┌─ RECORDS

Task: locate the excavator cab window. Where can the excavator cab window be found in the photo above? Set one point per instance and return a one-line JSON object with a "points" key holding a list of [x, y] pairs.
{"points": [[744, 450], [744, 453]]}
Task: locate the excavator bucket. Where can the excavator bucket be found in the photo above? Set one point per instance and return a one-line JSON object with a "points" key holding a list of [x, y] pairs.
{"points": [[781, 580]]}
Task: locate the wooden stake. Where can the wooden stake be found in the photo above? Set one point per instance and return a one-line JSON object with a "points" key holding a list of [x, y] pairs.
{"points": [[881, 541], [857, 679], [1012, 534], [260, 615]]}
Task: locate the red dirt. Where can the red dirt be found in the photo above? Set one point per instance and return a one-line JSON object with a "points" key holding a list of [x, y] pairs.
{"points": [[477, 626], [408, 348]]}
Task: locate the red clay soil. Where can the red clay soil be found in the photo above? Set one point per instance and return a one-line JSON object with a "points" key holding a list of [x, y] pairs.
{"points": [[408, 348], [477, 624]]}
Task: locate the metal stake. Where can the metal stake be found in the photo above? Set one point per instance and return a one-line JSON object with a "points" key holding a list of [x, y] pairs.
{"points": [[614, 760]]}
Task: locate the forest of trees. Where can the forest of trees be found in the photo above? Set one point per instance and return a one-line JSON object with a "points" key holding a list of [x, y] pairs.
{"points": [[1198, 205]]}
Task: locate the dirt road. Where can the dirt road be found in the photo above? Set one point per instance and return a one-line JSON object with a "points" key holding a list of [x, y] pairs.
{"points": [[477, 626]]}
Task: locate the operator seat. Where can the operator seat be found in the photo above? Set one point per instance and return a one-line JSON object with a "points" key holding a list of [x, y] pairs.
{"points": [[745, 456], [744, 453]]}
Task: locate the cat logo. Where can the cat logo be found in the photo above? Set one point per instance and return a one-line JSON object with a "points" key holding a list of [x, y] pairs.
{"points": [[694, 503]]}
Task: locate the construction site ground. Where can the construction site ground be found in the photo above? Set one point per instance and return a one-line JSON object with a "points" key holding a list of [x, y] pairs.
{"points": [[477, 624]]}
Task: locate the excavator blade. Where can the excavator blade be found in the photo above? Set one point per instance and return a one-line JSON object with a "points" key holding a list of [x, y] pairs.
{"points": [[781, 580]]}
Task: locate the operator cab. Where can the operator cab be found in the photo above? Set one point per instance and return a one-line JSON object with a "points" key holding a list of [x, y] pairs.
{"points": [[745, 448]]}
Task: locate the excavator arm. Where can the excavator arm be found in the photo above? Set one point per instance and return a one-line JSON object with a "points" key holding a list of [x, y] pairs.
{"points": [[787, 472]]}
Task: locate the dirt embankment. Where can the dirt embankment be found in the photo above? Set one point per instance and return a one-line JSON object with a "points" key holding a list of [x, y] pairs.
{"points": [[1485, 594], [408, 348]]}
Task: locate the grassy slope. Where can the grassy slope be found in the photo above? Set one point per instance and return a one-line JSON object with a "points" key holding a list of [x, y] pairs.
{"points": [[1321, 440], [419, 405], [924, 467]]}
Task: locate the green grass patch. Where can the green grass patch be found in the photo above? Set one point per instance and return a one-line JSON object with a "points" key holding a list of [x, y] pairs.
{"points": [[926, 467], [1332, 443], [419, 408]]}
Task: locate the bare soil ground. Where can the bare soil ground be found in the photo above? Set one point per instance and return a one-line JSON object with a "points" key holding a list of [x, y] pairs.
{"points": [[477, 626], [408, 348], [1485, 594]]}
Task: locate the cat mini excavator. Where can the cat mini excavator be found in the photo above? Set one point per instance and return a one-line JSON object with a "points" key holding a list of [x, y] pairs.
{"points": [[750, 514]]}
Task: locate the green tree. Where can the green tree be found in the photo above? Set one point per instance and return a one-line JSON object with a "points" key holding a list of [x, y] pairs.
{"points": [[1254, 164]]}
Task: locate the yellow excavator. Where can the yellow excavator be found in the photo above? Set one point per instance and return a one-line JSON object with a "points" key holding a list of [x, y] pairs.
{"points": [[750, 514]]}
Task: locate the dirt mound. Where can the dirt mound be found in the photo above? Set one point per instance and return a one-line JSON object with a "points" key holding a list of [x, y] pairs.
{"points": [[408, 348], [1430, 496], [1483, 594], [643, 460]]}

└─
┌─ RECORDS

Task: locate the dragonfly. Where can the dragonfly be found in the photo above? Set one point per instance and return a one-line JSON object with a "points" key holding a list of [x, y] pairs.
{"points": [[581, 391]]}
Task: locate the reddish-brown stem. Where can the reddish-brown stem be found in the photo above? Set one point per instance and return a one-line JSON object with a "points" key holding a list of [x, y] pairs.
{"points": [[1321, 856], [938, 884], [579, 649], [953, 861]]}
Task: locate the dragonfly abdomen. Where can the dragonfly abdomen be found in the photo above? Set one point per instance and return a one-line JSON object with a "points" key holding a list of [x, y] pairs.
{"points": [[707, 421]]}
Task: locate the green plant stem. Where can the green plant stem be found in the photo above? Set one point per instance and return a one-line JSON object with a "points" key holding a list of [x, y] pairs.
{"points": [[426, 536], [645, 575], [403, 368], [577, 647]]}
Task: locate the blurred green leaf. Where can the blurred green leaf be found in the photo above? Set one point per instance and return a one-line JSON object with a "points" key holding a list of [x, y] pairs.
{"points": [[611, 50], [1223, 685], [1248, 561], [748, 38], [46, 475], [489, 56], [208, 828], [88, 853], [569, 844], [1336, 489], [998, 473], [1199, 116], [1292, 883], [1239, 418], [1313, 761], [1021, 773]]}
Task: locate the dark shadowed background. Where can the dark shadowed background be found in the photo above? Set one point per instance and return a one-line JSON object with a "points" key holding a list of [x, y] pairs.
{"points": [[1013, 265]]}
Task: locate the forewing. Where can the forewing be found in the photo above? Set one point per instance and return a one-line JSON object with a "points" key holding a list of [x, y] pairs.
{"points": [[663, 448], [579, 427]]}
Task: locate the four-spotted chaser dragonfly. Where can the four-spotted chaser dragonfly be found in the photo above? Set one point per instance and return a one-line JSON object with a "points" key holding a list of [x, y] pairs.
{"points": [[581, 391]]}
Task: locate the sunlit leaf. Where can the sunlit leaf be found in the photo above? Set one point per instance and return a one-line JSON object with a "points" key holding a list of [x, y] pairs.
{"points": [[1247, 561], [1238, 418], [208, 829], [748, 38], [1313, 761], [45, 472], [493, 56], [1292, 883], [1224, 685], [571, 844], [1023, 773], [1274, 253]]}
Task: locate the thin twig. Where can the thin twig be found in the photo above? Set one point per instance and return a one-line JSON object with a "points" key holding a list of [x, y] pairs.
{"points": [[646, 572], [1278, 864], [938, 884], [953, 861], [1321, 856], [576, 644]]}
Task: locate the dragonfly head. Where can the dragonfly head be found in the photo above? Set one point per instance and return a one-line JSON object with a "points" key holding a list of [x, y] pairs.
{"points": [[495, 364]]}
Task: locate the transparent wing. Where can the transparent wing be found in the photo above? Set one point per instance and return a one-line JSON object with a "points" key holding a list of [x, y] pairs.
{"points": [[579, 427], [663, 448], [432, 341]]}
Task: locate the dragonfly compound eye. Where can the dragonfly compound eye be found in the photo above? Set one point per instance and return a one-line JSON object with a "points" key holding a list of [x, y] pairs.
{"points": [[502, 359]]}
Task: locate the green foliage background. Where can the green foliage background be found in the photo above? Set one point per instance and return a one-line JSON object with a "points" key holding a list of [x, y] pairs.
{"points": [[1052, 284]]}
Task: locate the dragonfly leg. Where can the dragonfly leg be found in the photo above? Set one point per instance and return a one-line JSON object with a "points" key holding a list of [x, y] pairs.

└─

▶ [WHAT YOU WILL DO]: Tally the lines in the items above that contain the string "leaf", treating uppercase and lowercase as different, and reply with only that count.

▶ [COMPLETE OUTPUT]: 2